• **GIVEN ENTRIES**:

>>>>>

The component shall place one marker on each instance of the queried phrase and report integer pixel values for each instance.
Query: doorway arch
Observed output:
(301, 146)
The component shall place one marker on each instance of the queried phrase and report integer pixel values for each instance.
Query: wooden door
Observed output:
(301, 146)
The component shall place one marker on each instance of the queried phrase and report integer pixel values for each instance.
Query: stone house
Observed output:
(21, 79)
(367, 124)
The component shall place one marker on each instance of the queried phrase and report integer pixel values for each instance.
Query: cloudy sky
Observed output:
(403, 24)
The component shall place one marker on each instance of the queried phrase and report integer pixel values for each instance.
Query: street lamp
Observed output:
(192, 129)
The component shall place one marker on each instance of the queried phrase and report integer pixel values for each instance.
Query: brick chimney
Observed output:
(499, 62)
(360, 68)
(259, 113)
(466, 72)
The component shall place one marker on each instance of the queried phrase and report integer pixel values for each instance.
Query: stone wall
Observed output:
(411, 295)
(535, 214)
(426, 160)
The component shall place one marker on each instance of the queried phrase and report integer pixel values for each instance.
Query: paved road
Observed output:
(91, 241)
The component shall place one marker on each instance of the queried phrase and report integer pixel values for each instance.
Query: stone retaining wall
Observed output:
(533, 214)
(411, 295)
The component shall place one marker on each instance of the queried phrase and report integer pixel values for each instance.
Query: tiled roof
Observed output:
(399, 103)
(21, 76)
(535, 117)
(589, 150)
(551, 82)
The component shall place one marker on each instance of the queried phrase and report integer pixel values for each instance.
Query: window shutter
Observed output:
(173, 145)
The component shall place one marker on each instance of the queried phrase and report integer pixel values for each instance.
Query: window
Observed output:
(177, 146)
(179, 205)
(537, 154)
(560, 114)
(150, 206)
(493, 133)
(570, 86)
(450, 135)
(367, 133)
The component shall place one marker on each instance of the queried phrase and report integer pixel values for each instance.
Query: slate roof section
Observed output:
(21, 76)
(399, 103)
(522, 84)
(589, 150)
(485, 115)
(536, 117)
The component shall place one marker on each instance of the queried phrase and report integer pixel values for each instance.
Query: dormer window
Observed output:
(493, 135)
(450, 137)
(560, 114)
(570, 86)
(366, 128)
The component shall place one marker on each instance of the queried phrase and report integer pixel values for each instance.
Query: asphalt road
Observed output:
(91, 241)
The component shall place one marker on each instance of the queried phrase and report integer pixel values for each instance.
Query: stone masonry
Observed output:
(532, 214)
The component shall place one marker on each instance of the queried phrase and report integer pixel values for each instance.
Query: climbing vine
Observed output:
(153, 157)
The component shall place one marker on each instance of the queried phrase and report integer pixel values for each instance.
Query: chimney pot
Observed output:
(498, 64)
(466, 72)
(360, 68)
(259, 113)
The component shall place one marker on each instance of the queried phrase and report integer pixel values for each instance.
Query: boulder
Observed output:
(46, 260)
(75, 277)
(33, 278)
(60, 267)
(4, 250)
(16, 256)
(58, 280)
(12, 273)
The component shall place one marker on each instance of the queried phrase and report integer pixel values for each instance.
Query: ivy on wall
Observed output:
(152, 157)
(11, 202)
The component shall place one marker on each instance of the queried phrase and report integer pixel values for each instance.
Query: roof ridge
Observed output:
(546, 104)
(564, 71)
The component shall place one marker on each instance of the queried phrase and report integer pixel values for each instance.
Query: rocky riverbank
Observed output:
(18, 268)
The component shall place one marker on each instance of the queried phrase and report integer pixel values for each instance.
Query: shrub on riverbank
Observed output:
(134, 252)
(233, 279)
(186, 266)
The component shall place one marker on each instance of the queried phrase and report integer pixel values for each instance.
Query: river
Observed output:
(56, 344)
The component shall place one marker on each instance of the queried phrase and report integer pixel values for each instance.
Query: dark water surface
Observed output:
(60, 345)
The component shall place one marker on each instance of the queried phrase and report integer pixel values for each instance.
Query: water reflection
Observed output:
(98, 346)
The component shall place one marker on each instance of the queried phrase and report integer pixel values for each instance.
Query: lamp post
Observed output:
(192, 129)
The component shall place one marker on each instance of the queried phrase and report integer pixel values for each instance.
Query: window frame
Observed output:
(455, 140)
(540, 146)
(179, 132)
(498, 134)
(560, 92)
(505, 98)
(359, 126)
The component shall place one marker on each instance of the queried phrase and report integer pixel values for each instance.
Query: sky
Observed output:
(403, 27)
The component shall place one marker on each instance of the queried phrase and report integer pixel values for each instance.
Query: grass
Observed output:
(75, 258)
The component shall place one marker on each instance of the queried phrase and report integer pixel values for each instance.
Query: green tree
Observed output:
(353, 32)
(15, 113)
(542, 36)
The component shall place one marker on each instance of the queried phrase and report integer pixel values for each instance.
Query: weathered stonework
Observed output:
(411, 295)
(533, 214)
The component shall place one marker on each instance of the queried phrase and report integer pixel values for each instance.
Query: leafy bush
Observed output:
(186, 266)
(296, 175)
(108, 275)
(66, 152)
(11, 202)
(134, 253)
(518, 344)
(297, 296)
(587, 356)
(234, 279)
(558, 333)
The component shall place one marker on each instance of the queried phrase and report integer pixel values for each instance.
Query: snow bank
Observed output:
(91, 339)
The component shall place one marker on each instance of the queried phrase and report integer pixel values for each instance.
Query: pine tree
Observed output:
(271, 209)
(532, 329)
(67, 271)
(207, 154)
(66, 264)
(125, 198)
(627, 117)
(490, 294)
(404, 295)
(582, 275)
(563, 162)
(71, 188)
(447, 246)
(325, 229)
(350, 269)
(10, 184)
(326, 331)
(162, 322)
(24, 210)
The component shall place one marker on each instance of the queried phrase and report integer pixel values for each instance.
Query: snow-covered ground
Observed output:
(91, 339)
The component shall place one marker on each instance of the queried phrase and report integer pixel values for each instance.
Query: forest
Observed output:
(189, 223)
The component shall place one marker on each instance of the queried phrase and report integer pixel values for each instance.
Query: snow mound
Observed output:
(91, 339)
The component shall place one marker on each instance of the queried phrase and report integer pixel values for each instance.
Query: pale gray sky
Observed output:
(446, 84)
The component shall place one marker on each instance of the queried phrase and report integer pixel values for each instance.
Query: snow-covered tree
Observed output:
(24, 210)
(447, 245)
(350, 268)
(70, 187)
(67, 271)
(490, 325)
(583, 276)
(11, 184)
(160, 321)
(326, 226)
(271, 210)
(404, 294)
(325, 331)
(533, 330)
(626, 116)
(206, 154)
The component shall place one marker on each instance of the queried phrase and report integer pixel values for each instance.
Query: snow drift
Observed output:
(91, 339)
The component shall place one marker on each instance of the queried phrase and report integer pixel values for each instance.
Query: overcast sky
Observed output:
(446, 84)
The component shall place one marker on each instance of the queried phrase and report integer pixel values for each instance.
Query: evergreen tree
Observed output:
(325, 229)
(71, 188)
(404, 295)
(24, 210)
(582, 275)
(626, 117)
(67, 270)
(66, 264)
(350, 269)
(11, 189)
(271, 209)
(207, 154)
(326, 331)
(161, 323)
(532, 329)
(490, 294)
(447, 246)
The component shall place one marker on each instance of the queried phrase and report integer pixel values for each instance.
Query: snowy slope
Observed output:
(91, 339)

<<<<<

Copy out all of the data exactly, leaving nothing out.

The component shall place one marker on each instance of the queried phrase and report integer pixel values for each instance.
Query: doorway arch
Observed output:
(301, 146)
The component shall place one marker on each instance of the queried phrase and report integer pixel values for each instance.
Query: wooden door
Observed output:
(301, 146)
The component shall place one marker on each instance of the queried phrase and report integer pixel values for each instance.
Query: stone house
Observed output:
(21, 79)
(367, 124)
The component shall place one marker on each instance of the queried phrase and report integer pixel values for each instance.
Query: cloudy sky
Observed output:
(403, 24)
The component shall place one marker on each instance of the queried phrase and report integer pixel values for each instance.
Query: street lamp
Observed output:
(192, 129)
The component shall place one marker on each instance of the queried phrase and report integer pixel values for each instance.
Query: brick chimney
Observed output:
(499, 62)
(360, 68)
(259, 113)
(466, 72)
The component shall place one marker on each instance of the queried phrase and report integer pixel values for each instance.
Query: stone wall
Observed output:
(411, 295)
(535, 214)
(426, 160)
The component shall place one marker on each instance of the queried phrase and report integer pixel values for each instance.
Query: paved road
Observed output:
(91, 241)
The component shall place one marker on each instance of the queried phrase and report integer pixel values for each instance.
Query: stone retaining wall
Observed output:
(533, 214)
(411, 295)
The component shall place one marker on each instance of the queried phrase and report integer pixel values for each instance.
Query: tiled roof
Observed output:
(399, 103)
(21, 76)
(535, 117)
(589, 150)
(551, 82)
The component shall place one marker on each instance of the queried phrase and report integer pixel values for each instance.
Query: window shutter
Observed output:
(173, 145)
The component shall place one marker on each instance of the queried phrase and report integer pixel values for each instance.
Query: window
Observed output:
(177, 146)
(179, 205)
(537, 154)
(560, 114)
(150, 206)
(493, 133)
(570, 86)
(450, 135)
(367, 133)
The component shall place one marker on each instance of the queried phrase and report integer pixel values for each instance.
Query: slate roof section
Observed output:
(21, 76)
(399, 103)
(522, 84)
(589, 150)
(485, 115)
(536, 117)
The component shall place one marker on each instance of the queried phrase and report integer pixel values for each instance.
Query: dormer window
Observed output:
(493, 135)
(450, 137)
(560, 114)
(570, 86)
(366, 128)
The component shall place one marker on each instance of the queried phrase and report integer pixel values for each instance.
Query: asphalt road
Observed output:
(91, 241)
The component shall place one marker on each instance of the queried phrase and report integer pixel values for each instance.
Query: stone masonry
Observed output:
(532, 214)
The component shall place one marker on each instance of the queried phrase and report integer pixel values for each instance.
Query: climbing vine
Observed output:
(153, 157)
The component shall place one marker on each instance of the queried phrase and report integer pixel values for each instance.
Query: chimney pot
Observed output:
(498, 64)
(466, 72)
(360, 68)
(259, 113)
The component shall place one marker on each instance of the queried phrase and report integer pixel values for each instance.
Query: boulder
Observed output:
(46, 260)
(75, 277)
(33, 278)
(60, 267)
(4, 250)
(16, 256)
(58, 280)
(12, 273)
The component shall place one marker on each instance of the queried phrase and report integer pixel values for each instance.
Query: ivy on wall
Observed output:
(152, 157)
(11, 202)
The component shall place one marker on each instance of the queried phrase and report integer pixel values for each instance.
Query: roof ridge
Observed output:
(546, 104)
(564, 71)
The component shall place one marker on each instance of the queried phrase and report integer pixel values for each instance.
Query: rocky riverbank
Observed output:
(18, 268)
The component shall place one marker on each instance of the queried phrase and report integer pixel values for each instance.
Query: shrub on riverbank
Observed output:
(134, 252)
(233, 279)
(186, 266)
The component shall place one marker on each instance of the queried phrase and report integer pixel values for each instance.
Query: river
Observed output:
(56, 344)
The component shall place one marker on each instance of the queried phrase and report integer pixel values for each instance.
Query: dark water surface
Observed output:
(60, 345)
The component shall place one marker on each instance of the queried phrase and report integer pixel values for each instance.
Query: water reflection
Observed output:
(98, 346)
The component shall place one marker on each instance of the queried phrase and report integer pixel values for each instance.
Query: lamp post
Observed output:
(192, 129)
The component shall place one marker on each instance of the queried phrase and report integer pixel values for each instance.
Query: window frame
Observed output:
(455, 140)
(540, 146)
(179, 132)
(498, 134)
(560, 92)
(505, 98)
(359, 126)
The component shall place one marker on each instance of the queried phrase and report integer pixel values for each instance.
Query: sky
Observed output:
(403, 27)
The component shall place one marker on each instance of the queried phrase and report integer pixel values for each instance.
Query: grass
Observed output:
(75, 258)
The component shall place one marker on each instance of the queried phrase and report integer pixel values for each instance.
Query: green tree
Observed output:
(353, 32)
(15, 113)
(542, 36)
The component shall place one marker on each instance of the queried phrase and report integer pixel values for each instance.
Query: weathered stonework
Observed output:
(411, 295)
(533, 214)
The component shall place one marker on each instance of the queried phrase and report integer pixel values for each instance.
Query: leafy bush
Observed output:
(186, 266)
(296, 175)
(108, 275)
(66, 152)
(11, 202)
(134, 253)
(518, 344)
(297, 296)
(587, 356)
(234, 279)
(558, 333)
The component shall place one marker on each instance of the queried phrase and report integer pixel values for each instance.
Query: snow bank
Observed output:
(91, 339)
The component shall place one marker on each instance of the queried phrase and report integer pixel values for each instance.
Query: pine tree
Observed output:
(271, 209)
(532, 329)
(67, 271)
(207, 154)
(66, 264)
(125, 198)
(627, 117)
(490, 294)
(404, 295)
(582, 275)
(563, 162)
(71, 188)
(447, 246)
(325, 229)
(350, 269)
(10, 184)
(326, 331)
(162, 322)
(24, 210)
The component shall place one marker on each instance of the queried phrase and report integer pixel values for each instance.
Query: snow-covered ground
Observed output:
(91, 339)
The component shall place one marker on each instance of the queried phrase and report integer pixel values for each instance.
Query: forest
Observed output:
(189, 223)
The component shall place one marker on each instance of the queried phrase and report integer pixel values for each instance.
Query: snow mound
Observed output:
(91, 339)
The component shall place one marker on each instance of the queried phrase and report integer pixel values for each instance.
Query: pale gray sky
Observed output:
(446, 84)
The component shall place one marker on each instance of the queried phrase and report integer pixel values for each instance.
Query: snow-covered tree
Observed output:
(24, 210)
(447, 245)
(350, 268)
(70, 187)
(67, 271)
(490, 325)
(583, 276)
(11, 184)
(160, 321)
(326, 226)
(271, 210)
(404, 294)
(325, 331)
(533, 330)
(626, 116)
(206, 154)
The component shall place one marker on each instance of the queried phrase and report integer pixel values for each instance.
Query: snow drift
Observed output:
(91, 339)
The component shall place one marker on each instance of the queried phrase and report integer pixel values for each instance.
Query: overcast sky
Observed output:
(446, 84)
The component shall place one marker on each instance of the queried phrase and report integer pixel values for each instance.
Query: evergreen tree
Observed output:
(325, 229)
(71, 188)
(404, 295)
(24, 210)
(582, 275)
(626, 117)
(67, 270)
(66, 264)
(350, 269)
(11, 189)
(271, 209)
(207, 154)
(326, 331)
(161, 323)
(532, 329)
(490, 294)
(447, 246)
The component shall place one marker on each instance of the queried phrase and report integer pixel values for each instance.
Query: snowy slope
Observed output:
(91, 339)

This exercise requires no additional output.